In the comments I will post a brief video from Stephen Hendry, showing his technique for hitting a snooker ball so it goes into the pocket. It’s so simple, it’s brilliant – and I’m keen to give it a go when I next get an opportunity.
With football, keeping your knee over the ball when you shoot will mean the ball should go in the direction you intend it to go without it screaming over the bar.
With golf, the tips of your toes should align with the direction of where you want the ball to go – when you do manage to hit the ball, that is.
With cricket, a right handed batsman should grip the bat very tightly with the left hand to keep it straight – and you adjust the grip of your right hand in accordance with where you want to ball to go. Again, assuming you actually hit it.
I’m not at all proficient at any of these sports – but the football and golf ones have spared my blushes a bit because they do seem to work. The trouble with the cricket one is that I am generally a terrible batsman, but at least I could stay in for a while and score a few runs, which was sometimes useful.
Finally, I have absolutely no desire to punch anyone ever, but a boxer once told me about the right stance to adopt. He was a tiny bloke but very fit, obviously. He added that if he was up against anyone, of any size, who didn’t know how to stand properly, he said he could have them down on the ground very quickly – just by clever use of body weight. I think the Police have this kind of training when dealing with drunks.
Anyway – interesting, isn’t it? Any other tips from your own glittering sporting endeavours?

Gah! The link doesn’t seem to work. Anyway, what he said was this.
Point your right foot in the direction of the pocket you’re aiming for and let your left foot stand wherever you’re comfortable. As long as you hit the cue ball in the middle, it’s going to go in the pocket.

# STATED EXERCISE:
Using the sports tips post, answer each question briefly:
(a) In football, what should a player keep over the ball when shooting?
(b) In golf, what should align with the direction the ball is meant to go?
(c) In the snooker technique, which foot should point toward the target pocket?
The records that come next are independent material and bear no relation to the sports tips post.

# RECORD EXCERPTS:

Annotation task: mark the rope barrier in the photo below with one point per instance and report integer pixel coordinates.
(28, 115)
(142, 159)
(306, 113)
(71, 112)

# EXERCISE RESULT:
(a) The knee.
(b) The tips of the toes.
(c) The right foot.